About this exercise
Begin with the line that contains "dark wool jacket." and transcribe each line after it, up to and including the last line of the listing below.

Material supplied
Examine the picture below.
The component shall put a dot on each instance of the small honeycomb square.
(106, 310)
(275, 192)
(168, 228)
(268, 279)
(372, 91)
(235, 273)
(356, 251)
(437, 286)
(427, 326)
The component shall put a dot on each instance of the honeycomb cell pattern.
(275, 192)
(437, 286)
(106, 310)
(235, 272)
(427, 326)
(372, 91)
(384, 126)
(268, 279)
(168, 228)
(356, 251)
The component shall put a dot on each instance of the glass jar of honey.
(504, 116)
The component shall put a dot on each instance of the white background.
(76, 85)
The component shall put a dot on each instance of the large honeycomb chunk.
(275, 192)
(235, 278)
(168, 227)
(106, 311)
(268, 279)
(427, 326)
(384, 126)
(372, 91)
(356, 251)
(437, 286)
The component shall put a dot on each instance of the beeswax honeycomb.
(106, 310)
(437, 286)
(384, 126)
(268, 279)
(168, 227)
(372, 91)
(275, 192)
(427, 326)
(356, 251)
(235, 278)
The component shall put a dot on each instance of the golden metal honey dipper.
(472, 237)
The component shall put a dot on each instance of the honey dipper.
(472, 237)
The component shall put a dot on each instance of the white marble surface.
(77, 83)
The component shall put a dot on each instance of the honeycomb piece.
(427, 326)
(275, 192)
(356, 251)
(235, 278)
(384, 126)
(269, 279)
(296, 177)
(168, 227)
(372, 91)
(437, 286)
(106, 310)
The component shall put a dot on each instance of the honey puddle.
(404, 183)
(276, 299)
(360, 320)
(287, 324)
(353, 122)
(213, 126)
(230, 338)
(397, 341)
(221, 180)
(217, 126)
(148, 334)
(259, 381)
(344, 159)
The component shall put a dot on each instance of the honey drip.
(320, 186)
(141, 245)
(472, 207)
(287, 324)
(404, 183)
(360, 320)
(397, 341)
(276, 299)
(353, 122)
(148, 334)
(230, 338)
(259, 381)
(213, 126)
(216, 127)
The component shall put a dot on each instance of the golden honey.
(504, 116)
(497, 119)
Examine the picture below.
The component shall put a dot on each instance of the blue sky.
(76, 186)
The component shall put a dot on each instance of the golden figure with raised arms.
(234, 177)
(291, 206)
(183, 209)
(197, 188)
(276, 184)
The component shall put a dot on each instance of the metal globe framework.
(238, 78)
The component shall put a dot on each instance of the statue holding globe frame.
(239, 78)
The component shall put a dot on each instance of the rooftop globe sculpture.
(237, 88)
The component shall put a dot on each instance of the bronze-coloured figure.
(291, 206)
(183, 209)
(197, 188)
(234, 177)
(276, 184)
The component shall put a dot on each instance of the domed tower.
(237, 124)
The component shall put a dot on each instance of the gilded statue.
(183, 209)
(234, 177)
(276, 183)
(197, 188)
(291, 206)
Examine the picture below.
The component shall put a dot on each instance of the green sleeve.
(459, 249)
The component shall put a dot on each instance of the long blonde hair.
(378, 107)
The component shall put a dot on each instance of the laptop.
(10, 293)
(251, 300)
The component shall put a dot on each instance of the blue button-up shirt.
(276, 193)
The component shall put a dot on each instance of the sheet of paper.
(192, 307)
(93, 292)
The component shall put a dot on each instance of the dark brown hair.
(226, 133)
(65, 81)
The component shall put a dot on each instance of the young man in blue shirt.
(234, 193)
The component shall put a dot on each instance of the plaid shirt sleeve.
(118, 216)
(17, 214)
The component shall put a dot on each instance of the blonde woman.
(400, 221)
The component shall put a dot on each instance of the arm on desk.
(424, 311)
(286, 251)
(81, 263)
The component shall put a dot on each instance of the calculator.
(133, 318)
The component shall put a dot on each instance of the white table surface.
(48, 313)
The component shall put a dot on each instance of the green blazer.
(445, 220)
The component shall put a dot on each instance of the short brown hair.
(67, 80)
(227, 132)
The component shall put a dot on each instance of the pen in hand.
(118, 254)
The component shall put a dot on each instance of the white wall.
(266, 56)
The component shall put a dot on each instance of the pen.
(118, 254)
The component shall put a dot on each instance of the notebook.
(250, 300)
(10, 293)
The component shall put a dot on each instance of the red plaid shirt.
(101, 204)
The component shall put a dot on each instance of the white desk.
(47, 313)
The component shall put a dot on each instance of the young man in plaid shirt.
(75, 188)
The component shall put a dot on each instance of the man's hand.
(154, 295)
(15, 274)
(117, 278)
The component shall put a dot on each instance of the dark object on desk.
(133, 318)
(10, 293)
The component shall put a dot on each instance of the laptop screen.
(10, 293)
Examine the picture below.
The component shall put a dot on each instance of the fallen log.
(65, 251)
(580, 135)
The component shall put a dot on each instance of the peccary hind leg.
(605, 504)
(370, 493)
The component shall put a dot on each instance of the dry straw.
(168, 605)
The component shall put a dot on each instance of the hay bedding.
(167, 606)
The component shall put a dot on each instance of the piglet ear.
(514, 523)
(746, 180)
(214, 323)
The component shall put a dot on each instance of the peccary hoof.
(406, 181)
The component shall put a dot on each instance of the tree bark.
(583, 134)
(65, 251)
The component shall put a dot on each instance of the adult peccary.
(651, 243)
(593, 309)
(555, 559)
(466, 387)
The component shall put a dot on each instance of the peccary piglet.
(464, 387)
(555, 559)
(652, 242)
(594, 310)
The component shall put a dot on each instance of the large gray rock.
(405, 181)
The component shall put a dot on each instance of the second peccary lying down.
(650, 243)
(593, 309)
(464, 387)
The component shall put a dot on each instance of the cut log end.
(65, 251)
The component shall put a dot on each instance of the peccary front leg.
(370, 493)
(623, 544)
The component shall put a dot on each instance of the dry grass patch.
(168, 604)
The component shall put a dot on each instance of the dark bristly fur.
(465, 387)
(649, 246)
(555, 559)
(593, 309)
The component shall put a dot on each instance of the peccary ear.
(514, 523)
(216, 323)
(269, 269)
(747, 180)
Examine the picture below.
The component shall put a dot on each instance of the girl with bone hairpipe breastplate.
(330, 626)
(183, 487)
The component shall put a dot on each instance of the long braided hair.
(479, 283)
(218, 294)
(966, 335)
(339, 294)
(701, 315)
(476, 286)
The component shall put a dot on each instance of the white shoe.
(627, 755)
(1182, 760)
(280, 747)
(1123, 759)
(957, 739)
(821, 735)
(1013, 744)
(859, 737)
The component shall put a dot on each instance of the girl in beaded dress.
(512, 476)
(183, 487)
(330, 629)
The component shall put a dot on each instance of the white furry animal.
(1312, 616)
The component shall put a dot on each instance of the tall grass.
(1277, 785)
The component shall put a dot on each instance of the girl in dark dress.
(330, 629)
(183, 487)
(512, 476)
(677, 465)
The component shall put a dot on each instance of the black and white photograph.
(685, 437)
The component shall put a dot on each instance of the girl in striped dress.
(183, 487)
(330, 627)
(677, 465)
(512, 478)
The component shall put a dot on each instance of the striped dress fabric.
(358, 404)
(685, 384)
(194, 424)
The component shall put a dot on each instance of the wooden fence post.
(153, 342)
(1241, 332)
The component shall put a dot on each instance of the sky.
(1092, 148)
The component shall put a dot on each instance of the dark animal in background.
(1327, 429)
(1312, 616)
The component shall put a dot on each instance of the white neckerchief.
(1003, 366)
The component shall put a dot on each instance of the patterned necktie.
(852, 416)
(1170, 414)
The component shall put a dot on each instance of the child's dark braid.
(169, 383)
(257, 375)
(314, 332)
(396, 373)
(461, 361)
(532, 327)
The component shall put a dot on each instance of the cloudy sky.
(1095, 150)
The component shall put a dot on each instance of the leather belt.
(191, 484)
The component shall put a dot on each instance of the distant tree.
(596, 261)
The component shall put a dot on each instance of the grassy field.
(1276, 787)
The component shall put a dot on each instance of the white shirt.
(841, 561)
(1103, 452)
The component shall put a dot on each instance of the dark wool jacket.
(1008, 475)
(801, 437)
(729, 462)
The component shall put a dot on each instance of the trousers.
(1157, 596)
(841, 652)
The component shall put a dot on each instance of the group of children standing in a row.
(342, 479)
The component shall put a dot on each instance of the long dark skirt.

Expected output
The component shall put a dot on each instance of the dark wool jacket.
(1008, 475)
(801, 437)
(729, 462)
The component shall put a dot on each instance of the trousers.
(1157, 596)
(841, 652)
The component shall put a dot on each instance of the group of children standing in a row.
(342, 479)
The component shall put a dot on each instance of the long dark skirt.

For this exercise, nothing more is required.